● **Given task**: Retype the part of the entries below that begins with the line containing "Locate the small" and continues through the end of the entries, keeping both ends. Leave the pictures out of your answer.

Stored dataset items
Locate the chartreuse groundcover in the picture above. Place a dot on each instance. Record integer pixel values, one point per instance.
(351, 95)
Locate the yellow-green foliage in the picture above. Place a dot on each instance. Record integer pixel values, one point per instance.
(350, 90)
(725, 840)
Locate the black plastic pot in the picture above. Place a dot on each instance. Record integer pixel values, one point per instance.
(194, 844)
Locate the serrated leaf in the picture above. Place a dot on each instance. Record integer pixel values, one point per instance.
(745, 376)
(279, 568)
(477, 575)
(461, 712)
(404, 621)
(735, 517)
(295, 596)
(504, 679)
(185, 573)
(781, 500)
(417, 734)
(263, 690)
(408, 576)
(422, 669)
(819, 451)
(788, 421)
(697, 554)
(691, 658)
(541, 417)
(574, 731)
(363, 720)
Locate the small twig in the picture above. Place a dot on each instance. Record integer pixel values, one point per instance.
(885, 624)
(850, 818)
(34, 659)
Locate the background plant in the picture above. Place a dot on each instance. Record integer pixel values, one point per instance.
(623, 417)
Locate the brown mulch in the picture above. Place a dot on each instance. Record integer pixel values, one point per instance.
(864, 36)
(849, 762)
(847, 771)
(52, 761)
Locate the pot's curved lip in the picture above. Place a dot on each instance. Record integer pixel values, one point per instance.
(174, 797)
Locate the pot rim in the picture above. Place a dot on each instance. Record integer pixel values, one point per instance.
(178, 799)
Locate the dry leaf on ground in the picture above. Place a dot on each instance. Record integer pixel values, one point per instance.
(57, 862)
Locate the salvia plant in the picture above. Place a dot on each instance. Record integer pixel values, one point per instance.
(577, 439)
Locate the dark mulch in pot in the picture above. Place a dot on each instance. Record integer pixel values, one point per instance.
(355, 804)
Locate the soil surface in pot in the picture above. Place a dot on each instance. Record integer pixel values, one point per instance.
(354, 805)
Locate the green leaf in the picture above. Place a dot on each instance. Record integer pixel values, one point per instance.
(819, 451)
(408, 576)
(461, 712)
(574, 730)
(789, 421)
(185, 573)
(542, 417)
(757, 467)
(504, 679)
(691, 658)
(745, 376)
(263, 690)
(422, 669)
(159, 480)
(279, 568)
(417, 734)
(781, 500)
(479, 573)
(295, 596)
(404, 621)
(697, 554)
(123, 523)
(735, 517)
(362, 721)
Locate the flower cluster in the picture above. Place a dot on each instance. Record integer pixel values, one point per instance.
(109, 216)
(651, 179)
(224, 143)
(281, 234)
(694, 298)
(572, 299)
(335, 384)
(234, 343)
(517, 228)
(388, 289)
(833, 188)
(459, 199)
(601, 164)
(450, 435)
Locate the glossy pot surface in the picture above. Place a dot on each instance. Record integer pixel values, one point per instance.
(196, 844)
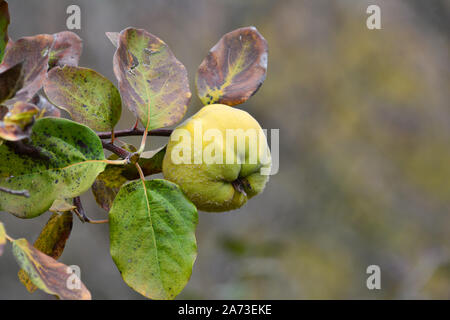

● **Task output**:
Locate the small twig in the picture above. Place a dot on each instance. Record integer pixel values, one point per instance.
(885, 624)
(850, 818)
(34, 659)
Locate the background plant in the picture above. Place a dot on each instance. Record integer pixel values, one point per instance.
(623, 417)
Locate the brown mulch in the picture above. Place a dot on each instance. Record integer pixel values, one point per instance.
(864, 36)
(849, 762)
(847, 771)
(52, 761)
Locate the pot's curved lip in the picture above. Place a dot on each instance. Record integer pixel values, one point per instance.
(174, 797)
Locate the pot rim in the picture above. Place a dot on each instance. Record integer pixel values, one point per instance.
(178, 799)
Locate the dry leaf on ground in the picture above. Place a dot on each instance. Record integer pixel values, one point per instance.
(57, 862)
Locate the salvia plant in the picture above. Place a dot on each instance. Record integer pixel values, one point per instance.
(577, 439)
Locate the dark mulch in pot in the picture above. Place a dot on each instance. Record integer pixel values, one point per instance.
(355, 804)
Locate the soil surface in pot in the picture above. Place a dot on each instance. Record integer pixel values, one point per instance.
(354, 805)
Locate the green leaf in the picture above. Place a dot on each instance. Record integer pixel values, one point per instance.
(819, 451)
(408, 576)
(461, 712)
(574, 730)
(789, 421)
(185, 573)
(542, 417)
(757, 467)
(504, 679)
(691, 658)
(745, 376)
(263, 690)
(422, 669)
(159, 480)
(279, 568)
(417, 734)
(781, 500)
(479, 573)
(295, 596)
(404, 621)
(697, 554)
(123, 523)
(735, 517)
(362, 721)
Locate the flower cluster in the picture above. Place a dot on each instance. Record integer pixel values, one point per instance.
(109, 216)
(651, 179)
(224, 143)
(281, 234)
(694, 298)
(572, 299)
(335, 384)
(234, 343)
(517, 228)
(388, 289)
(833, 188)
(459, 199)
(601, 164)
(450, 435)
Locate the glossy pot surface in the picture above. Place a dot on each instance. Record integer pixel values, one point per instance.
(196, 844)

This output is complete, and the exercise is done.